Exercise details —
Please repeat exactly the line containing "multi-storey apartment building" and each line after it in the records below, through the last.

Point-per-instance localization data —
╭──

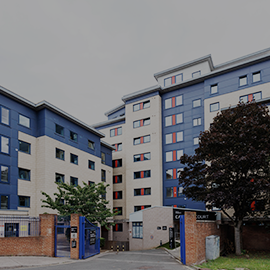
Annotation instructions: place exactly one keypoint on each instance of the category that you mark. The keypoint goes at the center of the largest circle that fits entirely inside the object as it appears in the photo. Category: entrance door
(182, 239)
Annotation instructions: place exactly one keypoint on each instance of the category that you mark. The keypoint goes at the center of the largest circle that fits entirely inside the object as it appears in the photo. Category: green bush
(102, 242)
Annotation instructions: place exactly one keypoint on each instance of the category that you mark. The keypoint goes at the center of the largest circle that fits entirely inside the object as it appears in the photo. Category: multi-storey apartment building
(155, 126)
(41, 145)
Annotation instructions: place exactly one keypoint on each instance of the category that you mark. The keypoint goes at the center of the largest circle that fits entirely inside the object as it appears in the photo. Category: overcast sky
(83, 56)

╰──

Result —
Annotation instructions: place exactly one keypoint on each instance of the category that you mark. The keypoint goes at the center of the largest circle that fits entirely inside the object as it appears in the photo. Category: multi-storey apartment building
(155, 126)
(41, 145)
Annotation instructions: place exactly one keypoint on each instance of the category that you mark. The keypoint goes at the center of the largest circle that fits entirely inside the object as it appears in the photo. Category: overcast sky
(83, 56)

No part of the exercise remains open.